September 19, 2008

relief is spelled - integration

this isn't a computer term, this is how i feel about life. finally. i'm integrated.

i feel that i've been running on a separate track from everyone else since i was a child. living in a parallel universe where my life kinda mattered but not really. like if i disappeared no one would really notice. i've been half there.

that is strange, considering that for much of my life i have been a concert musician, and a good one, and people do tend to notice that! yet i still felt invisible and strangely disconnected.

at the core of me there has been this big void when it comes to who is me?

it wasn't until this morning riding in on the train, with the sun in my eyes, reading my mike connelly murder mystery book after dropping kitten off at the vet to get his little balls cut off (poor baby). i looked into the sun & this feeling came over me.

i matter.

i am connected.

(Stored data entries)
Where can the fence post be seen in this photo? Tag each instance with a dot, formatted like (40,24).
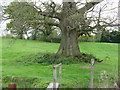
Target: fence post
(92,73)
(54,77)
(12,86)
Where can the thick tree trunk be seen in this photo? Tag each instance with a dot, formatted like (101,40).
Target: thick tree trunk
(69,44)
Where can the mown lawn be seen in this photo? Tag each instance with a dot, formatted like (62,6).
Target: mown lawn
(73,75)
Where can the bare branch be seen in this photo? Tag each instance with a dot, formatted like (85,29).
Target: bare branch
(88,6)
(48,14)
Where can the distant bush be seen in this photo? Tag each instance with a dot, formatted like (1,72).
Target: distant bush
(113,37)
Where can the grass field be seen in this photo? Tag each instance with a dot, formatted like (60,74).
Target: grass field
(73,75)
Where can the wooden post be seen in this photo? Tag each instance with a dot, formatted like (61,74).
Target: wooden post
(12,86)
(60,73)
(92,73)
(54,77)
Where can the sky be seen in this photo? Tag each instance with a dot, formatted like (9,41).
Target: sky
(111,4)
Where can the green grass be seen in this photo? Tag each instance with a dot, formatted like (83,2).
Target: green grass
(39,76)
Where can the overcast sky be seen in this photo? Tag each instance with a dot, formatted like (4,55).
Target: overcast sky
(111,4)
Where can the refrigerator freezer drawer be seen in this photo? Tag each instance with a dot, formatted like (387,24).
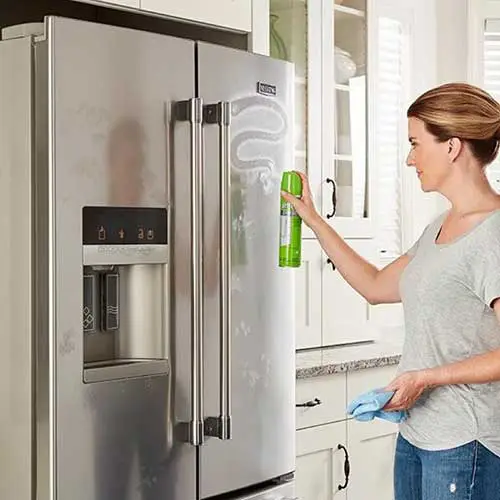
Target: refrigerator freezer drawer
(282,492)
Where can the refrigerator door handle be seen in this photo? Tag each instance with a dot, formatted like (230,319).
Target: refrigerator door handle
(220,114)
(192,111)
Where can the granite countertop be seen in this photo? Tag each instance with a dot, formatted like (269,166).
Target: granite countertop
(384,351)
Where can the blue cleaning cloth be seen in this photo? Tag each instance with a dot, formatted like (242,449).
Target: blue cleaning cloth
(369,405)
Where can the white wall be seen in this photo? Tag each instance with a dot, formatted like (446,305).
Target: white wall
(440,54)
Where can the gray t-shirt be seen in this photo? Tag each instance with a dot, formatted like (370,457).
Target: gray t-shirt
(447,291)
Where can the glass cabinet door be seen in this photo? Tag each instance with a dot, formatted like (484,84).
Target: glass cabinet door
(346,199)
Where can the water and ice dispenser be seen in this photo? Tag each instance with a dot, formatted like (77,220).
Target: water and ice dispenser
(125,292)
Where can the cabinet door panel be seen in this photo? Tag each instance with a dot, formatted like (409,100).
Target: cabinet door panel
(345,313)
(320,463)
(235,14)
(308,296)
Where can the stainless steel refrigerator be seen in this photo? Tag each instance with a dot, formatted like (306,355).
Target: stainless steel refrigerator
(147,339)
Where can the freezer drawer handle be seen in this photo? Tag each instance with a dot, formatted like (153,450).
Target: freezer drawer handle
(192,111)
(334,197)
(220,114)
(347,468)
(309,404)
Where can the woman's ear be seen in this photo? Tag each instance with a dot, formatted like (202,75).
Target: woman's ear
(454,148)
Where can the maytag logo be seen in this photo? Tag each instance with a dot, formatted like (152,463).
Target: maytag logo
(266,89)
(123,250)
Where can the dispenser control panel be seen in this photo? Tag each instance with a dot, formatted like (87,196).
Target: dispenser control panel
(124,226)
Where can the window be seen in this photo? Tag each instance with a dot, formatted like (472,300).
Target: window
(393,77)
(491,80)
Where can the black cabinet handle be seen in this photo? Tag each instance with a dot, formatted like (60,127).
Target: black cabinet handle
(334,197)
(347,467)
(309,404)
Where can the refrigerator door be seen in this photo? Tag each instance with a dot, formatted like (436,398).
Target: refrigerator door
(261,376)
(110,142)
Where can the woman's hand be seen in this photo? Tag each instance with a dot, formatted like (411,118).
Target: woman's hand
(304,206)
(408,387)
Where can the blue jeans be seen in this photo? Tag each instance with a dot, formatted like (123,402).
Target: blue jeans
(469,472)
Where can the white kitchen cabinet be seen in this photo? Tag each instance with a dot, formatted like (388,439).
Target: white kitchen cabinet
(320,462)
(320,400)
(328,311)
(353,62)
(136,4)
(232,14)
(345,313)
(371,448)
(308,296)
(368,447)
(371,445)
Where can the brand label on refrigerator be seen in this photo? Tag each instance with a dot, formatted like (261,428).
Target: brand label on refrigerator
(266,89)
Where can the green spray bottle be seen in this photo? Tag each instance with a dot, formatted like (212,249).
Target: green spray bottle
(290,223)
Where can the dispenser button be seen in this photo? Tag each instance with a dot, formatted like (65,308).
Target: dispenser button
(89,303)
(110,302)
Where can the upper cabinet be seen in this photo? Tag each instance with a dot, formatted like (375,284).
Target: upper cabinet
(353,71)
(351,85)
(233,14)
(136,4)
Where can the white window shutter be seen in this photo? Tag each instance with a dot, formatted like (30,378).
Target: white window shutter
(491,81)
(390,134)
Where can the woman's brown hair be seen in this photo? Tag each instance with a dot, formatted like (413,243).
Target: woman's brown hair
(463,111)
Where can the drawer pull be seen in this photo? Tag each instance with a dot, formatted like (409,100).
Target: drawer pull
(309,404)
(347,468)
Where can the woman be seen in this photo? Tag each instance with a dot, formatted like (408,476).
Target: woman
(449,283)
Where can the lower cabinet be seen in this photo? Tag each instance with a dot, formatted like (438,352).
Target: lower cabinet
(337,457)
(321,457)
(371,452)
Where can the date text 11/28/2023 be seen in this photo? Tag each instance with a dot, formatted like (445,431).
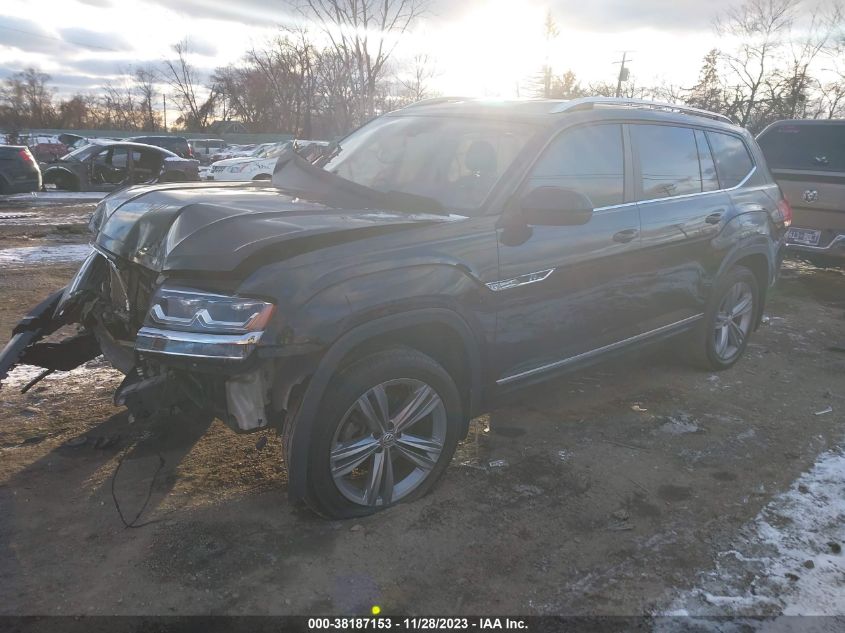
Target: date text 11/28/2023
(417,624)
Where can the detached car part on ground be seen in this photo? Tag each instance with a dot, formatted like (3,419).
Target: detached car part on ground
(105,166)
(371,304)
(807,159)
(19,173)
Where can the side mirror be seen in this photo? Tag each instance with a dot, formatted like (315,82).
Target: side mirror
(556,206)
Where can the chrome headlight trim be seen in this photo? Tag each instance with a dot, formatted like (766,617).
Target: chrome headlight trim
(195,345)
(187,310)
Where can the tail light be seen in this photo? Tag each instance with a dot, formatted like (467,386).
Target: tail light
(785,211)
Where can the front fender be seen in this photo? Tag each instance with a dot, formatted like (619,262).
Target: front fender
(302,425)
(745,235)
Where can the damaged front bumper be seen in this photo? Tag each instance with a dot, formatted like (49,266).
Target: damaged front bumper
(24,346)
(218,373)
(228,347)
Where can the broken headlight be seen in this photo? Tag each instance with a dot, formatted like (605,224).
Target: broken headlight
(196,311)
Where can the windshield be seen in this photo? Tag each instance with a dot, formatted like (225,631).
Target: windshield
(261,150)
(83,152)
(274,151)
(455,161)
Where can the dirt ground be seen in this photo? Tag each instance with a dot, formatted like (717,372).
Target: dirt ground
(611,491)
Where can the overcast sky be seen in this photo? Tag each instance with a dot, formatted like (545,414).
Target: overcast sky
(484,48)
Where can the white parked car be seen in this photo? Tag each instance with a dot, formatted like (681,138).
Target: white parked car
(257,166)
(260,164)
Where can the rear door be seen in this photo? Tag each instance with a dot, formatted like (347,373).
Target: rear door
(564,291)
(682,209)
(808,162)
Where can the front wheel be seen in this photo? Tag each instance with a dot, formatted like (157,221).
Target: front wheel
(386,432)
(728,321)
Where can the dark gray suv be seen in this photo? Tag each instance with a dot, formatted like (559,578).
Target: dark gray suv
(371,303)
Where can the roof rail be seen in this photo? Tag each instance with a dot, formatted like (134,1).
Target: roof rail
(434,101)
(587,103)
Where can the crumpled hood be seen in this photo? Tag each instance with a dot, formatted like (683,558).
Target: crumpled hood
(217,227)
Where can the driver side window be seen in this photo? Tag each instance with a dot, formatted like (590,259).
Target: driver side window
(589,160)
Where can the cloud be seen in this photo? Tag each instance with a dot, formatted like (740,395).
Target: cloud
(251,12)
(623,15)
(28,36)
(87,38)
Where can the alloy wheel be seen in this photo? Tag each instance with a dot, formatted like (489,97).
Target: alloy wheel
(733,320)
(388,442)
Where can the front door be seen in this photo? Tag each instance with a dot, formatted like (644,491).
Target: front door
(563,290)
(682,209)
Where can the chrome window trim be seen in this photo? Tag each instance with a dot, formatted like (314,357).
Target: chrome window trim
(685,195)
(595,352)
(521,280)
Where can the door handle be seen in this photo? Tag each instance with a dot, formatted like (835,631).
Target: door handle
(715,218)
(623,237)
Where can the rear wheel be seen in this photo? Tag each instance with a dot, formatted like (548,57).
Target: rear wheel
(728,321)
(386,432)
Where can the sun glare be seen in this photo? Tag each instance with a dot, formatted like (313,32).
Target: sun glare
(490,48)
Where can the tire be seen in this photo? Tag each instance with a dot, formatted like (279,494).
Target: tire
(718,342)
(411,455)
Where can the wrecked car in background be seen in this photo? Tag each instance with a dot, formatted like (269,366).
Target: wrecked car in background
(807,159)
(261,165)
(105,166)
(370,304)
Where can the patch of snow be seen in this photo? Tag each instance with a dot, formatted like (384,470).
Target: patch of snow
(788,560)
(55,197)
(24,256)
(681,423)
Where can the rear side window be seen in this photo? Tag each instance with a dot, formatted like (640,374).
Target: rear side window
(709,179)
(804,147)
(589,160)
(668,158)
(732,159)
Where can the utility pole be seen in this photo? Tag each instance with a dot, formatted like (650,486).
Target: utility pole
(623,73)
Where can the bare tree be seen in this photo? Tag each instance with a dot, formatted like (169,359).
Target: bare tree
(363,35)
(145,85)
(27,100)
(760,26)
(550,32)
(184,80)
(416,84)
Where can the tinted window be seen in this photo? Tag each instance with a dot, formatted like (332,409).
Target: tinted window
(589,160)
(668,160)
(805,147)
(709,179)
(452,160)
(732,159)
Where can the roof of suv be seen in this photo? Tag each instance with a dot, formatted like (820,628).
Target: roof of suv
(547,109)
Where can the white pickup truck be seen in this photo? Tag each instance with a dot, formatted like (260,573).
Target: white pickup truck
(260,164)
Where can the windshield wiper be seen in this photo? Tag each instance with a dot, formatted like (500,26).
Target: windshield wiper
(410,202)
(294,173)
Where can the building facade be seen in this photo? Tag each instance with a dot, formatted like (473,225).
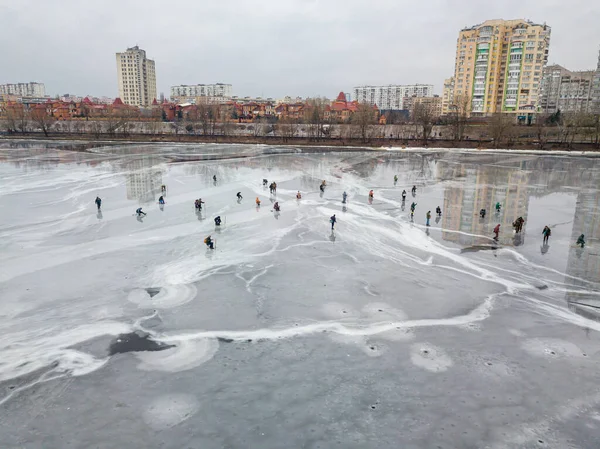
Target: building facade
(596,89)
(137,77)
(24,89)
(567,91)
(189,93)
(448,95)
(434,104)
(499,64)
(390,98)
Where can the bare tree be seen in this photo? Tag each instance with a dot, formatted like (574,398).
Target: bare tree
(17,117)
(43,118)
(259,128)
(315,117)
(499,127)
(424,118)
(460,111)
(363,120)
(97,128)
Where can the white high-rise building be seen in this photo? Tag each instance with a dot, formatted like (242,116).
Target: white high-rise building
(391,97)
(137,77)
(189,93)
(24,89)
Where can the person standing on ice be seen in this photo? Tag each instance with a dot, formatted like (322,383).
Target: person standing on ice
(496,231)
(546,233)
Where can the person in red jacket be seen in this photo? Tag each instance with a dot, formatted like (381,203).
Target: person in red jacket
(496,231)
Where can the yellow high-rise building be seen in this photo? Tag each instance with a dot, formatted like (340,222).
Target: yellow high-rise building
(499,65)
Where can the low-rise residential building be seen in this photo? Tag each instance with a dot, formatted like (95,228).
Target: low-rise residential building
(391,98)
(31,89)
(341,110)
(190,93)
(434,104)
(566,90)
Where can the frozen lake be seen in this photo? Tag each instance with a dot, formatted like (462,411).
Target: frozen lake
(120,332)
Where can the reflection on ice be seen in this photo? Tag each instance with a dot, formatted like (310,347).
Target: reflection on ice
(86,291)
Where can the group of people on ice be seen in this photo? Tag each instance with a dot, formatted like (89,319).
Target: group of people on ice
(517,224)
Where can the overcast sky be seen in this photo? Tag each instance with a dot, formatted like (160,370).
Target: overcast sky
(269,47)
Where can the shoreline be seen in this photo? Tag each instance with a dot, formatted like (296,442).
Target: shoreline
(304,145)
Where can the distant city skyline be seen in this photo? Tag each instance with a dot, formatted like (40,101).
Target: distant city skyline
(297,48)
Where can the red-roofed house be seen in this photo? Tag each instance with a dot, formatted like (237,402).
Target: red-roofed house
(342,110)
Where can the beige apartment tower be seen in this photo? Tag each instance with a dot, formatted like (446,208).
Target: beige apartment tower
(137,77)
(499,65)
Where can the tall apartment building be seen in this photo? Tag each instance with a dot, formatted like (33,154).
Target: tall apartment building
(564,90)
(596,89)
(448,95)
(391,98)
(189,93)
(24,89)
(499,65)
(137,77)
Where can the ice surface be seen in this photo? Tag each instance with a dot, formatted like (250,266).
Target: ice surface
(119,332)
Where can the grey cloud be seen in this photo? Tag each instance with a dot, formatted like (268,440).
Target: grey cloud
(270,48)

» Exercise set:
1) Pick out each line of the rows that contains the word "bumper", matching its case exactly.
2) Extend the post about finally feeling integrated, starting right after its final line.
The rows have no connection to the post above them.

» The results:
1)
Where can the damaged front bumper be seen in this photo? Tag each instance with a dot, formatted like (49,266).
Target: damaged front bumper

2)
one of the things i have avoided throughout the years is connection. to anyone. based on the fact that i grew up moving so much, and am very wary of men & tending to lose my g-friends frequently, i try to keep myself to myself.

but all of a sudden i really care for my kitten, and that makes me feel connected. plus i have a job where, if i don't show up to chair a couple financial services conferences, for example, someone will notice. and i have an apartment. a car. a kindasorta boyfriend stand-in guy (mr. big) who really is sweet even through my random craziness. and my dancing.

finally, i am here. i am home. there is a me, a home to go to in my heart. at last i can stop searching for it outside myself. i am integrated into me and my world.

how do you spell relief?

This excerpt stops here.